** Source extract **
[Start of Attachment]

In little more than a few years, convenience store chains have taken the city by storm. You can now find a Circle K, Vin Mart, Family Mart, B’s Mart or Mini-Stop on almost every street in the city packed with brightly colored snacks and fluorescent-lit refrigerators.
Across Vietnam, the number of these small stores rose from 147 in 2012 to 348 in 2014, reports Thanh Nien. There are now over 500 convenience stores in Saigon alone. Air-conditioned and well-lit, these clinical spaces are a real departure from the city's tạp hóa, or local corner shops run from the front rooms of family houses, and demonstrate the dramatic changes taking place in Saigon today.

[End of Attachment]

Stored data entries
[Start of Attachment]

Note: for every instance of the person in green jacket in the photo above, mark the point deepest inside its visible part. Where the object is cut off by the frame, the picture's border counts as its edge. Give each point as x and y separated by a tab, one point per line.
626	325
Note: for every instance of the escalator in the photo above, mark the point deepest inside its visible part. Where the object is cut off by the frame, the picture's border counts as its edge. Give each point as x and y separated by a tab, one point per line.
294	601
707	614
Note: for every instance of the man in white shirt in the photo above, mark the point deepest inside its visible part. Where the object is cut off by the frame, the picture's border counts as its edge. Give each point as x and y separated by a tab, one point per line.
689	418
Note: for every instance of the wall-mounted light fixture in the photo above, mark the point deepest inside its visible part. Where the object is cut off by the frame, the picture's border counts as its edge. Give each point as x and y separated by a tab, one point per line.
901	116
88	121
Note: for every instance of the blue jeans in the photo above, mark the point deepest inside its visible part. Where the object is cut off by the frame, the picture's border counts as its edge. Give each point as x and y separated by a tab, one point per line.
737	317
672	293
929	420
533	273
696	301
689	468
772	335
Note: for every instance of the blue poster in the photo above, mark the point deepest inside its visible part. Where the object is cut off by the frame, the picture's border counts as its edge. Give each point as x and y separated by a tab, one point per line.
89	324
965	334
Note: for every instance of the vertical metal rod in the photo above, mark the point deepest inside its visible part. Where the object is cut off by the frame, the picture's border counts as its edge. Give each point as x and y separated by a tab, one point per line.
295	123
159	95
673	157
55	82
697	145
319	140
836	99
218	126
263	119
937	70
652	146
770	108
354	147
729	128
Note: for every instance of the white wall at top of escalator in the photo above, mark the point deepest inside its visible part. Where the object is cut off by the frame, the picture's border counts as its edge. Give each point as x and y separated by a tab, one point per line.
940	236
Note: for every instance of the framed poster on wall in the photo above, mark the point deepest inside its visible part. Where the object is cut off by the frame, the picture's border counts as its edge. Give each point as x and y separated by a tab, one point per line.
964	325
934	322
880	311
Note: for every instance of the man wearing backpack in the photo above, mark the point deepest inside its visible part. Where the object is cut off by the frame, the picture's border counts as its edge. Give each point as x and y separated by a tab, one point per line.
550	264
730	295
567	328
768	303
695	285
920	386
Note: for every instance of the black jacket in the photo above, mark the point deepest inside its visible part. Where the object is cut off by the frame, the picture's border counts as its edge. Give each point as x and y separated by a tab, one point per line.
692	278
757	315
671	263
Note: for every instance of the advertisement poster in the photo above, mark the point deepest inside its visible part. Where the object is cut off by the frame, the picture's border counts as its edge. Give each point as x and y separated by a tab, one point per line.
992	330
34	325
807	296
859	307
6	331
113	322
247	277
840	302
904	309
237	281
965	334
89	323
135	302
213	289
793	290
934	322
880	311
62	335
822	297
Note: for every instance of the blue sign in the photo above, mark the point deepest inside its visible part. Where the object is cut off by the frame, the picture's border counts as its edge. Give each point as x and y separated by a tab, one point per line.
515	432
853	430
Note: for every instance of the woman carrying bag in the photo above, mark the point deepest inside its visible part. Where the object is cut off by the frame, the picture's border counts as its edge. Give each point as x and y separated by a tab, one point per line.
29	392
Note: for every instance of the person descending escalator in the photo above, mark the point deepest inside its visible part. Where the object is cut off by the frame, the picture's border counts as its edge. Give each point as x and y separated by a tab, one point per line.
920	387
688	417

[End of Attachment]
[Start of Attachment]

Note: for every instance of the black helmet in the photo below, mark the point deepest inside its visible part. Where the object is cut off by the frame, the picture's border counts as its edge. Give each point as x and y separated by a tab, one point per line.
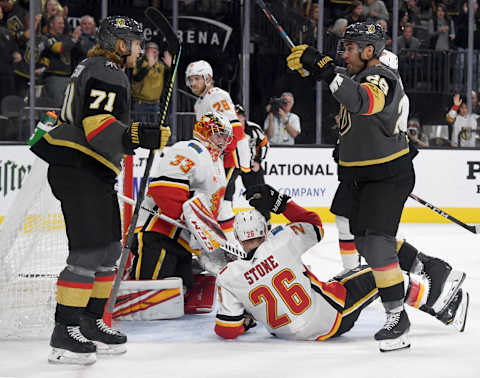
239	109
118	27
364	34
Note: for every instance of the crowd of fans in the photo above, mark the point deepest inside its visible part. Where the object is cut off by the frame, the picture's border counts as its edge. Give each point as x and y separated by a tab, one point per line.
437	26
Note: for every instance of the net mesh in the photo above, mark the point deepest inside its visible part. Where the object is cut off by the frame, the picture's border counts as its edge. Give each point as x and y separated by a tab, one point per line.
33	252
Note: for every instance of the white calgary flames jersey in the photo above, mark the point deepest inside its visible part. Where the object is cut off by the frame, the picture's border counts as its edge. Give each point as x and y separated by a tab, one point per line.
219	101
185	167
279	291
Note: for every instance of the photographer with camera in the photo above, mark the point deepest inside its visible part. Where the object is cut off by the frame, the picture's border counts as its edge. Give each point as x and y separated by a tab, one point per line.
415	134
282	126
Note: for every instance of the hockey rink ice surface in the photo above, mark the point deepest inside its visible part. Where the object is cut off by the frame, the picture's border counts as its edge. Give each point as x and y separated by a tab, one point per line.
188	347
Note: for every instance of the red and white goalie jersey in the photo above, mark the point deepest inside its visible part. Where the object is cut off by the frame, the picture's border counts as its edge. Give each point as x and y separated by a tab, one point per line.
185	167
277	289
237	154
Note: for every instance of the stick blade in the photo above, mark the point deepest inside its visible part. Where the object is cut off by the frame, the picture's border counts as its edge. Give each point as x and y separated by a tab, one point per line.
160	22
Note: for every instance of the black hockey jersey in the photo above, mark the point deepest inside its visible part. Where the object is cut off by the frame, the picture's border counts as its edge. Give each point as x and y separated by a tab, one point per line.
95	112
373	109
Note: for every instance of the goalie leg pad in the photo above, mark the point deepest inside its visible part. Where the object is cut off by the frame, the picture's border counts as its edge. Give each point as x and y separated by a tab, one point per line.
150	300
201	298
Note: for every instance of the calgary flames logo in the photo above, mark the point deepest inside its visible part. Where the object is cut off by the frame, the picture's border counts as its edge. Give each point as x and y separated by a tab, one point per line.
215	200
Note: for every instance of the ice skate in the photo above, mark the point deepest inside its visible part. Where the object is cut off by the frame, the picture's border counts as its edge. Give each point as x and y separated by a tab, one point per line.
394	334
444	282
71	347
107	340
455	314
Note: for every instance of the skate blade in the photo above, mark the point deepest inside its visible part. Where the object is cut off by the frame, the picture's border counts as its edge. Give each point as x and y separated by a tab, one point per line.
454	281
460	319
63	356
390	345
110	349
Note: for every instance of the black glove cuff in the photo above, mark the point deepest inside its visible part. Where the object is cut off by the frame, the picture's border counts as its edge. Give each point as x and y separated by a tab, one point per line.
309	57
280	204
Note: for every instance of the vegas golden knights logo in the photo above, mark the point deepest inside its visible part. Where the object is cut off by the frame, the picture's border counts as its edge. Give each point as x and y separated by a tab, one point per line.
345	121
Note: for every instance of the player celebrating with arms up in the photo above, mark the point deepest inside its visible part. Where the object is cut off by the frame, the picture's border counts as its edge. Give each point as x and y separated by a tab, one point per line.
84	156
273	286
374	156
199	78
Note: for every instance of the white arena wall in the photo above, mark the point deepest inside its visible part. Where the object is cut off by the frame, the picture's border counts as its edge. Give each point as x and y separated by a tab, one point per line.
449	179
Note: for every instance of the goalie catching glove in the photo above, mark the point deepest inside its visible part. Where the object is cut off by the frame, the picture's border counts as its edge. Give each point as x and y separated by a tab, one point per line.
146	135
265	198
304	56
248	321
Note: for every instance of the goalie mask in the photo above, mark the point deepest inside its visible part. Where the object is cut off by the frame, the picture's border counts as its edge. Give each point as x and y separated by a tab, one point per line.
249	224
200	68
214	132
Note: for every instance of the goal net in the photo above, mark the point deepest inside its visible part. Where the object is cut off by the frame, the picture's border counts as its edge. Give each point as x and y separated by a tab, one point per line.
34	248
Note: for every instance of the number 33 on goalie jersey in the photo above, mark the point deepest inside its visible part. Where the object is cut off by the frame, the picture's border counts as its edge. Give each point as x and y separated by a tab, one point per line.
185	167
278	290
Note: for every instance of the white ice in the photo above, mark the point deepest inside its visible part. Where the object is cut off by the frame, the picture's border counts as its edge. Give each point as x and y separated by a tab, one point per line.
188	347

[End of Attachment]
[Start of Attachment]

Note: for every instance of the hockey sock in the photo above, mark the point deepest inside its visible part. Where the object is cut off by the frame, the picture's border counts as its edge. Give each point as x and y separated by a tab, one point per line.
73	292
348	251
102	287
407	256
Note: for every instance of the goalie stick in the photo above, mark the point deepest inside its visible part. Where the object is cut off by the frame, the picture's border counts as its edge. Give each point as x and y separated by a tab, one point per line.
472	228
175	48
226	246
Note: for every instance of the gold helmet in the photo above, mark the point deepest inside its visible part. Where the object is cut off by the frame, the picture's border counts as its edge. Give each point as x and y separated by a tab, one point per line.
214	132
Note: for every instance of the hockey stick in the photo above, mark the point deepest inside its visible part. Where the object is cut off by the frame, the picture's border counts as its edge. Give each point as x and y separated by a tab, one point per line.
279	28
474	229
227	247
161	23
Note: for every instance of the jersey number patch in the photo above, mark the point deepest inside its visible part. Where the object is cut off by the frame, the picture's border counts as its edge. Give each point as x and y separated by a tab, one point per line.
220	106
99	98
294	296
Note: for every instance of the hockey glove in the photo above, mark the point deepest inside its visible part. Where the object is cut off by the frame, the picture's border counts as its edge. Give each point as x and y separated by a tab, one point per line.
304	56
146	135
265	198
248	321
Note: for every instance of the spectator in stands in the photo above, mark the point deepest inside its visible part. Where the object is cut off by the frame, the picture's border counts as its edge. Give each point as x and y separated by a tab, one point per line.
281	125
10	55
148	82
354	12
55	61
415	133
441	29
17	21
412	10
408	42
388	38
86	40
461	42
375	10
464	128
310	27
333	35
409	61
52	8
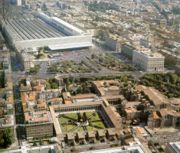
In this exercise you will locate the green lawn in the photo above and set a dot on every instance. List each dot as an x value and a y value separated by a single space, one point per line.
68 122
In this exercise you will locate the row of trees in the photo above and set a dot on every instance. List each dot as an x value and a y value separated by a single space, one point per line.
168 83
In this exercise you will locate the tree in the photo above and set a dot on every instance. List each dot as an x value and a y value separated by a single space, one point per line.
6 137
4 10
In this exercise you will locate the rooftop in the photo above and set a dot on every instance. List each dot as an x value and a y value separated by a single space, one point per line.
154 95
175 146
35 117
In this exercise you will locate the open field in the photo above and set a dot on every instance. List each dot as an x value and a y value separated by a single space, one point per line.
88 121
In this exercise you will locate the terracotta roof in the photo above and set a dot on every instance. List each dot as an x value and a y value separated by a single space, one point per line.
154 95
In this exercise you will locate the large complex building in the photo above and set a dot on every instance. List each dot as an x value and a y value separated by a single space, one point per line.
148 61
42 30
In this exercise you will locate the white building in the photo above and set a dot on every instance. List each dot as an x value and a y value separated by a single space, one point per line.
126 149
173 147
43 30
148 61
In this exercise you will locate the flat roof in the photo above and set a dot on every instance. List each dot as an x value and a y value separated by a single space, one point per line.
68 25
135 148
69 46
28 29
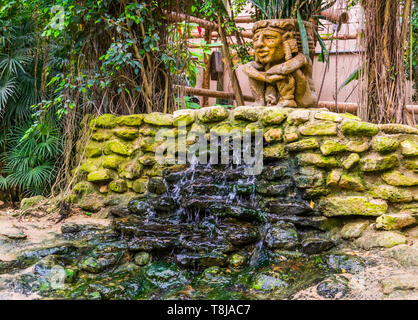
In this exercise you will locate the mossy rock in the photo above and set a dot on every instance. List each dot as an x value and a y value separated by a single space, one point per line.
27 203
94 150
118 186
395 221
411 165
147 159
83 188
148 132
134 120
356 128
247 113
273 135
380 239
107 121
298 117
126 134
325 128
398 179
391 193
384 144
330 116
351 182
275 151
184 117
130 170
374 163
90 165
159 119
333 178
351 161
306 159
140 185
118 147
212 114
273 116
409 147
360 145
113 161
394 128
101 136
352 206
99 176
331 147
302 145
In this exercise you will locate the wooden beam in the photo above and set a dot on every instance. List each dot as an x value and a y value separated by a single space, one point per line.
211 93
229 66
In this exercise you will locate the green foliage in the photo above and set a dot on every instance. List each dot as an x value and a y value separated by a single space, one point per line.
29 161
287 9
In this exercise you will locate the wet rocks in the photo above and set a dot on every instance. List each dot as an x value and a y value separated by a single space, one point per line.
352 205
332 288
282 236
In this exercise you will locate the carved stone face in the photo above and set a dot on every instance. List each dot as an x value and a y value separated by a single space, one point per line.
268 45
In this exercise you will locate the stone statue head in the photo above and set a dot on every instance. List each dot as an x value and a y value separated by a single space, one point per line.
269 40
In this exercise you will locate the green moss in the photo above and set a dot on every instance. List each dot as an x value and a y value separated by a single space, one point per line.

[End of Attachment]

** Instructions to follow **
According to the text on Saigon's convenience stores, how many convenience stores are there now in Saigon alone?

** Solved problem **
Over 500.